YOUR GOAL: Write out every one of the following items line for line, with no changes. Leave the pictures out of the result.

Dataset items
--- Start ---

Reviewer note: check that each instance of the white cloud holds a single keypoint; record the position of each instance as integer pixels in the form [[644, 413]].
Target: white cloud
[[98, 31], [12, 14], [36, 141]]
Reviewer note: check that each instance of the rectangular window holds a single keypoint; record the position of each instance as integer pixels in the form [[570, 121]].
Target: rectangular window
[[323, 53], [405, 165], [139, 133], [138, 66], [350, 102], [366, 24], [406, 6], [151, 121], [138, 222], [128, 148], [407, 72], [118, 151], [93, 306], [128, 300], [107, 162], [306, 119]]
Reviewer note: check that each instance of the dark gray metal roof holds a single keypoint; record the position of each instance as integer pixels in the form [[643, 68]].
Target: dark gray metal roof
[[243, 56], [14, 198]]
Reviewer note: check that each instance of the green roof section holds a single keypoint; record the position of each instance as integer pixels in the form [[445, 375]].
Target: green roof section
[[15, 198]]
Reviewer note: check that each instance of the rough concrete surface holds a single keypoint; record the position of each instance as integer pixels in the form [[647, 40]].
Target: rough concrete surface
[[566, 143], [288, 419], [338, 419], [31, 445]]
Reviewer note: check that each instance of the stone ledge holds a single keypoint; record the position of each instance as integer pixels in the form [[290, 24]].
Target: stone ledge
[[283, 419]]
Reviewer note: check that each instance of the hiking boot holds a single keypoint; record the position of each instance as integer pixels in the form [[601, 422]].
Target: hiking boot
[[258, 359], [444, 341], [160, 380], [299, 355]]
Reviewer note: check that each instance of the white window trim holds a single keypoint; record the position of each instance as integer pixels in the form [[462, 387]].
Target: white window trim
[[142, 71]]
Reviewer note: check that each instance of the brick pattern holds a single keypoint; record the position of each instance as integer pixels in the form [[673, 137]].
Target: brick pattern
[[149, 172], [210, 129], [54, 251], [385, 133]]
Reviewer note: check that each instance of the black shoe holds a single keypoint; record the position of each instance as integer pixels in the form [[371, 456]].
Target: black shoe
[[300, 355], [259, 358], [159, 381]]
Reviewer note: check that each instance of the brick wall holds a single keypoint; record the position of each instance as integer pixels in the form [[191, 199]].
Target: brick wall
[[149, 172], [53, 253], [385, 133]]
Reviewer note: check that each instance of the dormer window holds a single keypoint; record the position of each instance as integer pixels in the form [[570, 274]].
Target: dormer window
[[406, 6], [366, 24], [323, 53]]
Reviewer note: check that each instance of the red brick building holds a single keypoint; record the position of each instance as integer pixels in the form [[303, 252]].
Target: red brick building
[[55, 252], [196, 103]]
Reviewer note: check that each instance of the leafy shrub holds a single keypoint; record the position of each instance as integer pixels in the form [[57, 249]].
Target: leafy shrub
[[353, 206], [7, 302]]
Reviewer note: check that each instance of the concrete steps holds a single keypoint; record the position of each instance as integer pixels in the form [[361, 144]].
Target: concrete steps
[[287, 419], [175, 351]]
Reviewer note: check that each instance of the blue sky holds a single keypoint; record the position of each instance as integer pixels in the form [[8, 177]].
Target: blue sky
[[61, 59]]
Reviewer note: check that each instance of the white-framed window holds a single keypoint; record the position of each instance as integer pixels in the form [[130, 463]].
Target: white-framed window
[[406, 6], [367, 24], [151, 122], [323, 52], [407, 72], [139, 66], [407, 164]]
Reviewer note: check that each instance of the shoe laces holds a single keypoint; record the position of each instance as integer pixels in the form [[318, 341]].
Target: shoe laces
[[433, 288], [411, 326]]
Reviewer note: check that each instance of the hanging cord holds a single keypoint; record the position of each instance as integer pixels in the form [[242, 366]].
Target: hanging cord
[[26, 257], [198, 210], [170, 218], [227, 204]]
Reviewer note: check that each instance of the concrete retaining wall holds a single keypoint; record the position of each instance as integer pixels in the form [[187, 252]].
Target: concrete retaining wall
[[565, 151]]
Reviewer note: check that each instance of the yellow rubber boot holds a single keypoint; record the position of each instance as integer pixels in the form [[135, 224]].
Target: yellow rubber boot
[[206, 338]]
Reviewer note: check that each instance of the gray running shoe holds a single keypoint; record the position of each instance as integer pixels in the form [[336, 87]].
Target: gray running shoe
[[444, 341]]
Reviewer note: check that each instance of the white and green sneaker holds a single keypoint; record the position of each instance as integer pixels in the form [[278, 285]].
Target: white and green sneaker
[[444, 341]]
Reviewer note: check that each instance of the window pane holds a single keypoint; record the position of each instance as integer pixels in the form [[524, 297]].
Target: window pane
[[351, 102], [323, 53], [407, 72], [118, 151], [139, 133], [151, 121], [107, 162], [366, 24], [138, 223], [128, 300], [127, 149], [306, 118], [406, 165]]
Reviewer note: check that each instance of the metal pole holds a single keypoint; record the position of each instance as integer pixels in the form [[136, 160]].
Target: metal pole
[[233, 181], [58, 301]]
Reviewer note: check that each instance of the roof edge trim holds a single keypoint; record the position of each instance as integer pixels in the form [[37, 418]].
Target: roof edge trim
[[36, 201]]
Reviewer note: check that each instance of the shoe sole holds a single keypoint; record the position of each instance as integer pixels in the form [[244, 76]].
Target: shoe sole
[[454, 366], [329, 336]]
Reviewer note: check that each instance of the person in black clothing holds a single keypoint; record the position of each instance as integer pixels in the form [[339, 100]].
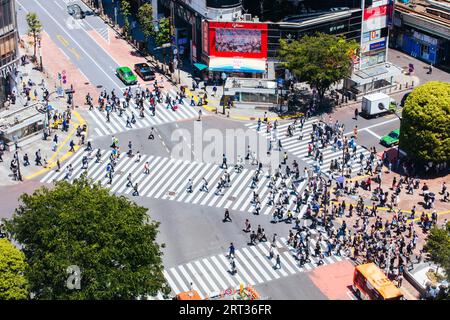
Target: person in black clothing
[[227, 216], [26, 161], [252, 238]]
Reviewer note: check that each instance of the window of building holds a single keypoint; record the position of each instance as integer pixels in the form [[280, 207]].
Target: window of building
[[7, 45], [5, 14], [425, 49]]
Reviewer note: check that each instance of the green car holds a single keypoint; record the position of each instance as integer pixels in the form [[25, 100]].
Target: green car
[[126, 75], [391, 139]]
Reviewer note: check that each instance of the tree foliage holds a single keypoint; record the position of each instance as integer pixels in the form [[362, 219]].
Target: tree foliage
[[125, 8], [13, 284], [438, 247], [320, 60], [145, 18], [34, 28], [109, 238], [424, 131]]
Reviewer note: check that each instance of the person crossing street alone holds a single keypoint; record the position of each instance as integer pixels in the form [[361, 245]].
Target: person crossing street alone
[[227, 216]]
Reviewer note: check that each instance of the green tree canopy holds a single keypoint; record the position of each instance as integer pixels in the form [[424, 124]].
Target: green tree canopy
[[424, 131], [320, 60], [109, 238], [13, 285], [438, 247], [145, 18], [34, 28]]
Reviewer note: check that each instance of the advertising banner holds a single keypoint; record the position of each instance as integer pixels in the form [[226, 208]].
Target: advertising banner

--- End ---

SOLVED PROBLEM:
Reviewer note: check that each instance of the white cloud holds a single keypoint; record the position of each instance as integer pixels in the form [[644, 413]].
Target: white cloud
[[98, 31], [12, 14], [36, 141]]
Reviewer note: check that each instance of the rectangular window holds a single keypoint; record the position of each instance as integer pixels in the form [[570, 121]].
Target: rectangular window
[[323, 53], [405, 165], [139, 133], [138, 66], [350, 102], [366, 24], [406, 6], [151, 121], [138, 222], [128, 148], [407, 72], [118, 151], [93, 306], [128, 300], [107, 162], [306, 119]]
Reviewer note: check that each instance of the dark gray metal roof holds a single keypoint; record the position of each instance as integer pixels in the form [[643, 68]].
Target: dark gray metal roof
[[243, 56], [14, 198]]
Reviewer note: check that each instance of the green roof section holds a single keypoint; record the position of each instance as integer pixels in the form [[445, 375]].
Target: green roof section
[[15, 198]]
Reviewer note: check that each instance of the rough concrete surface holds a single keypoint; record the position of each instance as integer pixels in the form [[647, 40]].
Target: rough concrete surface
[[566, 143], [288, 419], [338, 419], [31, 445]]
Reviewer note: check that each instance of the stone ledge holds a single keypoint; record the position of each instance as integer pixels in the form [[290, 24]].
Target: stone ledge
[[283, 419]]
Reviewer note: check that each instance of the hiking boot holds a single keypoint; record the position of each instance as integer pixels in the form [[601, 422]].
Target: hiking boot
[[258, 359], [444, 341], [160, 380], [299, 355]]
Reviewer note: check that each instance of the white window trim holds a single keypoint; record the position of each instance as integer pixels in the form [[462, 387]].
Target: white window trim
[[142, 71]]
Reviewer note: check that each instance of the brick pattern holds a single keypoint; record the position of each instance as integer pixels in the form [[673, 137]].
Target: brick pattern
[[149, 172], [210, 129], [54, 251], [385, 133]]
Reviewer note: check that each instance of the black shoe holds a single keypoint; record the position of each instance as integer pixels in the form [[371, 456]].
Target: black shoe
[[300, 355], [259, 358], [159, 381]]
Reviewer note: check that each instance of the brick wall holds a single keypoint; record the position of each instance as integer pixels in the form [[191, 199]].
Target: brick wall
[[149, 172], [53, 253], [385, 133]]
Reviewer note: check that each instance of the dormer window holds a single keypoint; record the position of each instance as integer pixels in the form [[570, 274]].
Target: dormer window
[[406, 6], [366, 24], [323, 53]]
Reviewer note: check that each instance of the red brick building holds a single keypoint; record the position of each instance as integer pixels in the form [[303, 252]].
Target: red brick building
[[55, 252], [196, 103]]
Reviewer note: check that each instance of the leafy shrub holds a single keypoint; record the position of each instance as integer pixels in the form [[57, 249]].
Target: leafy shrub
[[353, 206], [7, 302]]
Reviewer note: check that each instance of the concrete steps holds a single keypoint; record the position of each instance as integer pixels in the form [[361, 144]].
Target: concrete steps
[[287, 419], [175, 351]]
Reviewer note: check that each instance of the blue sky holds a single keypoint; record the position of each instance as integer pixels in the form [[8, 177]].
Target: blue sky
[[61, 59]]
Reviewer note: check that each instance of the white-framed window holds a single keypoint; record the position of each instance as integer pixels in the form [[130, 463]].
Target: white-framed window
[[406, 6], [367, 24], [151, 122], [323, 52], [407, 72], [139, 66], [407, 164]]
Reviewer note: check that each instance of the shoe laces holds a single keypoint; record the position of each instance as integer pixels in the form [[318, 341]].
Target: shoe laces
[[433, 288], [411, 326]]
Reviewer note: check that each instance of the hanging cord holds a single keypoint; record the position of each instance as integer pixels in the form [[242, 366]].
Target: hanging cord
[[26, 257], [198, 210], [170, 218], [227, 204]]
Reviewer note: check that each instance of the concrete retaining wall holds a single keypoint; record the position of each instance as integer pixels in the form [[187, 252]].
Target: concrete retaining wall
[[565, 151]]
Reviewer note: check that each instance of the yellow rubber boot holds a single keypoint; record the position of each instance as integer pixels in the form [[135, 224]].
Target: yellow rubber boot
[[206, 338]]
Reviewer note: check that each instance of the gray running shoe holds a single keypoint; record the position of each instance as integer pixels in the form [[336, 87]].
Target: gray running shoe
[[444, 341]]
Reviewer note: check that each instance of the white and green sneaker holds a single keypoint; record the position of each instance as integer pixels in the form [[278, 285]].
Target: white and green sneaker
[[444, 341]]
Reviewer note: check that each instance of the window pane holds a single keypoint; record the position of each instance as integer pixels in the form [[524, 297]].
Target: window pane
[[351, 102], [323, 53], [407, 72], [118, 151], [139, 133], [151, 121], [107, 162], [366, 24], [138, 223], [128, 300], [127, 149], [306, 118], [406, 165]]
Reviewer note: check that each instance of the metal pole holds a single keypoint; record the position of each instance as integer pixels in the form [[136, 160]].
Target: metal pole
[[233, 181], [58, 301]]
Reviewer note: check that each instance of the roof edge trim holds a single keypoint; record the position of each instance as integer pixels in the form [[37, 418]].
Target: roof edge trim
[[36, 201]]
Reviewer note: check that each instance of the shoe sole holds a single keypoint; record the position of each instance as integer pixels in the form [[244, 76]].
Target: shoe sole
[[454, 366], [329, 336]]
Reviewer note: check that each instance of the person in black clothing holds a single keypoint; record the position of each instance as integer pixels in the form [[339, 100]].
Target: person in black clothing
[[227, 216], [26, 161], [252, 238]]
Reviewer note: check that each instance of the window of building holds a single keypoint; record the position of each instance as integer pixels in the form [[280, 207]].
Target: window of building
[[7, 45], [5, 14], [425, 49]]
Reviewer note: check that each instance of the green car holds a single keypoint; record the position of each instance as integer pixels in the form [[25, 100]].
Target: green car
[[126, 75], [391, 139]]
Reviewer note: check that each instance of the tree foliage holds a single keypoint; record the position of each instance as integer pixels in the form [[362, 219]].
Target: tree foliage
[[125, 8], [13, 284], [438, 247], [320, 60], [145, 18], [34, 28], [109, 238], [424, 131]]
Reviewer note: check that each instance of the person crossing street alone holds a single keypoint; record the position of each instance as integer pixels in the form [[361, 245]].
Target: person crossing street alone
[[227, 216]]
Reviewer note: check that each instance of the green tree canopy holds a single keypoint; record the position of each instance as integer pixels in the form [[424, 124]].
Target: green tree canopy
[[424, 131], [320, 60], [109, 238], [13, 285], [438, 247], [145, 18], [34, 28]]
Reviewer note: check that each instance of the advertising banner holds a single keypoint; record the position of each instance as integer pixels in the form [[226, 208]].
Target: advertising banner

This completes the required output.